### Information ###

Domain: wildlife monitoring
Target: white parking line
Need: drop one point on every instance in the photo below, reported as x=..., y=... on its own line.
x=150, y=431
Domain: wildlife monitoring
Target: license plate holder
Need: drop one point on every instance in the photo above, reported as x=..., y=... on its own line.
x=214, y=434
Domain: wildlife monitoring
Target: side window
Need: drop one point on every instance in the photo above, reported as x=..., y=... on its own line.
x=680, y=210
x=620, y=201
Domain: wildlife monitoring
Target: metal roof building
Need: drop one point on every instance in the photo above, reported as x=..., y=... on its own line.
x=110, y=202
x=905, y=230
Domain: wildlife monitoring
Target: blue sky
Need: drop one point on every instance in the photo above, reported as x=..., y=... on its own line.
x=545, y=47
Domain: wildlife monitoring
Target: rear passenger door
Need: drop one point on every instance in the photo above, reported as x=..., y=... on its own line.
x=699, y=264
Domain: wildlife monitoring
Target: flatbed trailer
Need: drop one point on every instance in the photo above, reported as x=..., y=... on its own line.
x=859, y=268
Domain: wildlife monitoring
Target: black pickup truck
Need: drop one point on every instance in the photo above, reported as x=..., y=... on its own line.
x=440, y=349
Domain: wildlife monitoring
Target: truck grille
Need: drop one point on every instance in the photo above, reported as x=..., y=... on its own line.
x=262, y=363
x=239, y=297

###

▶ [Task prompt] What is asked for is an exact copy of the lines above from the one containing "Target: white parking line" through the one containing "Target: flatbed trailer", and only those.

▶ [Solved problem]
Target: white parking line
Need: drop one point on every instance in the photo below, reported as x=..., y=... on its own line.
x=150, y=431
Domain: wildlife monitoring
Target: license plate holder
Need: drop one point on every instance in the photo above, reported as x=..., y=... on its own line.
x=214, y=434
Domain: wildlife monitoring
Target: side window
Need: drop one point on every instance in the photo above, reported as x=..., y=... on its own line.
x=680, y=210
x=620, y=201
Domain: wildlife monitoring
Target: metal roof building
Need: drop one point on every instance in the photo above, reported as x=..., y=... on its own line.
x=110, y=202
x=905, y=230
Domain: wildlife monitoring
Target: blue sky
Need: drop one point on every instance in the photo above, reported as x=..., y=... on its own line.
x=545, y=47
Domain: wildlife monitoring
Target: rear passenger door
Need: drop one point on every instance in the photo above, reported as x=..., y=... on its own line.
x=699, y=264
Domain: wildlife monitoring
Target: flatbed trailer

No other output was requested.